* _EXERCISE REQUIREMENTS_
Your copy should hold every record exactly and no images.
───
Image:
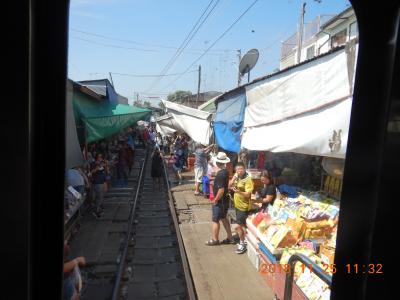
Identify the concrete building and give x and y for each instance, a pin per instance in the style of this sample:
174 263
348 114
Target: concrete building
320 36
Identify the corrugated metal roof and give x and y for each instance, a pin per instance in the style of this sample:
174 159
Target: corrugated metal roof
337 17
101 90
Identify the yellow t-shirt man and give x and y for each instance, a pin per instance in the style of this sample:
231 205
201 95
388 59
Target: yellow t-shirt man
245 185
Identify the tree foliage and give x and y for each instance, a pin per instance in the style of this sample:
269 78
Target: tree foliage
179 96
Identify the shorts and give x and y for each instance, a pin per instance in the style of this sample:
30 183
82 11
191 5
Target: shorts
68 289
241 216
219 211
198 174
177 169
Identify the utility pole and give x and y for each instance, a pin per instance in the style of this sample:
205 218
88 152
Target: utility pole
111 79
239 59
300 32
198 86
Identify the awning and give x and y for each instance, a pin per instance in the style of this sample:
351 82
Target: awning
194 122
323 132
105 119
73 153
228 122
167 125
304 110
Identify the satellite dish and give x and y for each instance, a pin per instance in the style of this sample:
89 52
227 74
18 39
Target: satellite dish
248 62
333 166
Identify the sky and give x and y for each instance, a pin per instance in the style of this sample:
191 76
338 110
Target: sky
135 39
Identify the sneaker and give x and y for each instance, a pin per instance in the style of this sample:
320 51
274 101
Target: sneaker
242 248
96 215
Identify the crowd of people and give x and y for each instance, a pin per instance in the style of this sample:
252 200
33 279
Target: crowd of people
211 169
110 162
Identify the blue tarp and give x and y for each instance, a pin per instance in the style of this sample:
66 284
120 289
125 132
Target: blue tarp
228 123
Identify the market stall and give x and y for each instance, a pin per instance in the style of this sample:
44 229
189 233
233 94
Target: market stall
195 122
304 110
303 224
167 125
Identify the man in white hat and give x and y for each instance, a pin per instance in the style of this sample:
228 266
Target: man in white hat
221 202
200 165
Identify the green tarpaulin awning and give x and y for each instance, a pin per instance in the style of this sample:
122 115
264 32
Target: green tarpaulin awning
103 119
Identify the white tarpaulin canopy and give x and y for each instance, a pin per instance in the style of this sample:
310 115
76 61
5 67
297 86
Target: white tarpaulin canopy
312 133
305 109
194 122
167 125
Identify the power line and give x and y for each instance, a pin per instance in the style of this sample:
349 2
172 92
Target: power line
143 44
187 40
219 38
114 46
141 75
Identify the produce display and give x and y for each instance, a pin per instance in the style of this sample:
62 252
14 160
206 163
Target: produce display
305 224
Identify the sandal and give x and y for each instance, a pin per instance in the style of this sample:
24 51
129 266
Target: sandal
212 243
228 241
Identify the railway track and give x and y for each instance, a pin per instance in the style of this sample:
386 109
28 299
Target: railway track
152 263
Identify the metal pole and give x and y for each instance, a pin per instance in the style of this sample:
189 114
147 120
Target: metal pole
111 79
300 33
239 59
198 86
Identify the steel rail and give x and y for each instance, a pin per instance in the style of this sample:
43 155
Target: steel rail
121 265
186 268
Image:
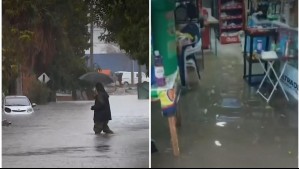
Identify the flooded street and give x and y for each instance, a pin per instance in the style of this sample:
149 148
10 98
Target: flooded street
61 135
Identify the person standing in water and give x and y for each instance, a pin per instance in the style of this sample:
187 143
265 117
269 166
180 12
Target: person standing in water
102 112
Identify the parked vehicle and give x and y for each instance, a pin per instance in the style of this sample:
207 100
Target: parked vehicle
126 77
18 105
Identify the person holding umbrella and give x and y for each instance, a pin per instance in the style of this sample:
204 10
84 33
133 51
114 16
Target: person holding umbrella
102 112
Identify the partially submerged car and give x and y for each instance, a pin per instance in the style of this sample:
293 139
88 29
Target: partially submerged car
18 105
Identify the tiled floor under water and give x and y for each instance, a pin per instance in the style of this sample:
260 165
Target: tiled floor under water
225 123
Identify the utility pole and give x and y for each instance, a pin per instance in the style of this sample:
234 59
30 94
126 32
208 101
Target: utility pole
91 35
132 73
139 74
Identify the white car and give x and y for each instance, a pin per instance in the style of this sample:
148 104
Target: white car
126 77
18 105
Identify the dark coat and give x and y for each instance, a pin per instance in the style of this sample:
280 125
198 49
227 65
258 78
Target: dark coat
101 108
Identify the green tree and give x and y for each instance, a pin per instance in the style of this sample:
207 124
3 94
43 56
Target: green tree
126 22
44 36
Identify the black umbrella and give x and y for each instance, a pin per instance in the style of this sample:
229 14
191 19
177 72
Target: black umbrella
95 77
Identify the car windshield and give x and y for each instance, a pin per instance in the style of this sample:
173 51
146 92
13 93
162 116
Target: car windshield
17 102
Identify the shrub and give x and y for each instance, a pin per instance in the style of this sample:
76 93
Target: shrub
38 93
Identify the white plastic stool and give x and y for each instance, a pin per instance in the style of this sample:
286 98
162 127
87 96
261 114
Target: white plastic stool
270 57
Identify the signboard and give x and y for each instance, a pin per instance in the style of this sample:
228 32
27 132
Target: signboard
43 78
289 81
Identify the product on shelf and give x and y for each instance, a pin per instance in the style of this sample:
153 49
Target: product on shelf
231 20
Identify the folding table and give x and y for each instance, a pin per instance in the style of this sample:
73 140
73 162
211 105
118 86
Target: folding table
270 57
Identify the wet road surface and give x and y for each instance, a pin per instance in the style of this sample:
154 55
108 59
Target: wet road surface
61 135
226 124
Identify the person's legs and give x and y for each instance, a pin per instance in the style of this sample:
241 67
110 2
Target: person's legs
106 128
98 127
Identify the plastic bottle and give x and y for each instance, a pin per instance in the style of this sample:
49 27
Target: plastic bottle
159 69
───
* _THE ANSWER_
Image:
Identify the concrete building and give x and y for each instance, a pin per instance in the style of this sample:
174 263
348 114
Target: concrete building
320 36
Identify the corrugated metal roof and give x and y for each instance, a pin per instance in the style of this sample:
174 159
Target: corrugated metal roof
337 17
101 90
Identify the yellow t-shirt man and give x and y for each instance, a pin per instance in the style of this sample:
231 205
201 95
388 59
Target: yellow t-shirt man
245 185
Identify the tree foliage and give x and y for each instance, a pin per instance in the style of this sample:
269 78
Target: tree foliage
179 96
Identify the shorts and give x and y for each instance, a pin per instance in the style of this sample:
30 183
82 11
191 5
Target: shorts
68 289
241 216
219 211
198 174
177 169
Identify the utility pole and give x and y for each instance, a pin per instance in the style of this sample:
205 218
88 152
Target: utility pole
111 79
239 59
300 32
198 86
Identify the awning and give x and y for each instance, a pin per instance in the style of this sample:
351 82
Target: awning
194 122
323 132
105 119
73 153
228 122
167 125
304 110
Identify the satellite dish and give x and y for each instance, a pin per instance in the style of this sample:
89 52
227 74
18 39
Target: satellite dish
248 62
333 166
Identify the sky and give x and y for each instance, a pin per instance in the style of this sample:
191 76
338 110
Target: sky
135 39
Identify the sneaker and give x and y for each instance, a pin per instance in the style of this sample:
320 51
274 101
Target: sneaker
242 248
96 215
Identify the crowd of people and give x and y for each instance, a pin per instance in the style of this sample:
252 200
33 279
Target: crowd of people
211 169
110 162
Identify the blue tarp and give x and y for each instance, a pin per instance in the style of this sample:
66 284
120 289
125 132
Target: blue tarp
228 123
Identify the market stall and give x and y for each instance, a pin per instance in the style of this sample:
44 229
189 233
233 94
Target: market stall
195 122
304 110
303 224
167 125
Identify the man in white hat and give x and y for each instance, a pin per instance in the style of this sample:
228 266
Target: man in white hat
221 202
200 165
Identify the green tarpaulin awning and give x and y for each instance, a pin per instance in the style of this sample:
122 115
264 32
Target: green tarpaulin awning
103 119
Identify the white tarpaulin canopy and give x and y for each instance, a pin per instance in the style of this sample:
310 115
76 61
5 67
297 86
Target: white tarpaulin canopy
312 133
305 109
194 122
167 125
Identify the power line and give x and y for each instance, a pin per instance in the style of this sample:
349 2
172 92
Target: power line
143 44
187 40
219 38
114 46
141 75
Identify the produce display and give x and y for each instance, a pin per instance in the style of this sample:
62 252
14 160
206 163
Target: produce display
305 224
Identify the sandal and give x and y for each instance, a pin per instance in the style of this sample:
24 51
129 266
Target: sandal
212 243
228 241
Identify the railway track and give x and y for each instance, a pin per instance in the style of this sample:
386 109
28 299
Target: railway track
152 263
Identify the metal pole and give x and y for each instance, a pin per instance in the style of this sample:
189 114
147 120
Target: metal pole
111 79
300 33
239 59
198 86
Identify the steel rail and give x and y for each instance, a pin per instance in the style of this sample:
43 155
Target: steel rail
121 265
186 268
Image:
Identify the flooded street and give x and y for each instance, a pin per instance in the style of this sample:
149 148
10 98
Target: flooded street
61 135
Identify the person standing in water and give x and y for each instance, a pin per instance in the style of this sample:
187 143
265 117
269 166
180 12
Target: person standing in water
102 112
Identify the parked vehicle and give x and y for each instance, a pin per instance in the style of this sample:
207 100
Target: parked vehicle
126 77
18 105
Identify the person holding umbrella and give x and y for each instance, a pin per instance in the style of this sample:
204 10
84 33
133 51
114 16
Target: person holding umbrella
102 112
Identify the partially submerged car and give x and y for each instance, a pin per instance in the style of this sample:
293 139
88 29
Target: partially submerged car
18 105
Identify the tiled floor under water and give x and y for each instance, a pin per instance in the style of this sample:
260 165
Target: tiled floor under water
225 123
Identify the utility pole and give x and y for each instance, a pin per instance in the style of this sample:
234 59
30 94
126 32
208 101
Target: utility pole
91 35
132 73
139 74
Identify the white car and give x and y for each instance, a pin per instance in the style of this sample:
148 104
Target: white car
126 77
18 105
Identify the dark coat and give x and y for each instance, a pin per instance in the style of this sample:
280 125
198 49
227 65
258 78
Target: dark coat
101 108
Identify the green tree and give x and y for each instance, a pin per instance in the style of this sample:
207 124
3 94
43 56
Target: green tree
126 22
44 36
Identify the black umbrella and give x and y for each instance, a pin per instance in the style of this sample:
229 14
191 19
177 72
Target: black umbrella
95 77
Identify the car windshield and give x and y for each instance, a pin per instance in the style of this sample:
173 51
146 92
13 93
162 116
Target: car windshield
17 102
Identify the shrub and give x and y for each instance, a pin per instance in the style of this sample:
76 93
Target: shrub
38 93
Identify the white plastic stool and give x and y for each instance, a pin per instance in the style of this sample:
286 98
162 127
87 96
261 114
Target: white plastic stool
270 57
Identify the signboard and give x and y for each instance, a pin per instance in the style of this sample:
228 32
27 132
Target: signboard
43 78
289 81
Identify the product on shelf and give x and y for each instance, a pin per instance in the style of this sample:
153 49
Target: product on shelf
231 20
Identify the folding table and give x and y for each instance, a pin per instance in the style of this sample:
73 140
73 162
211 105
118 86
Target: folding table
270 57
Identify the wet road surface and give x and y for each instance, a pin per instance in the style of this sample:
154 55
108 59
Target: wet road surface
61 135
226 124
Identify the person's legs and give x and y for each instance, a pin per instance in the style of this sample:
241 67
110 2
Target: person's legs
106 128
98 127
Identify the plastic bottle and give x and y for each instance, a pin per instance in the style of this sample:
49 27
Target: plastic bottle
159 69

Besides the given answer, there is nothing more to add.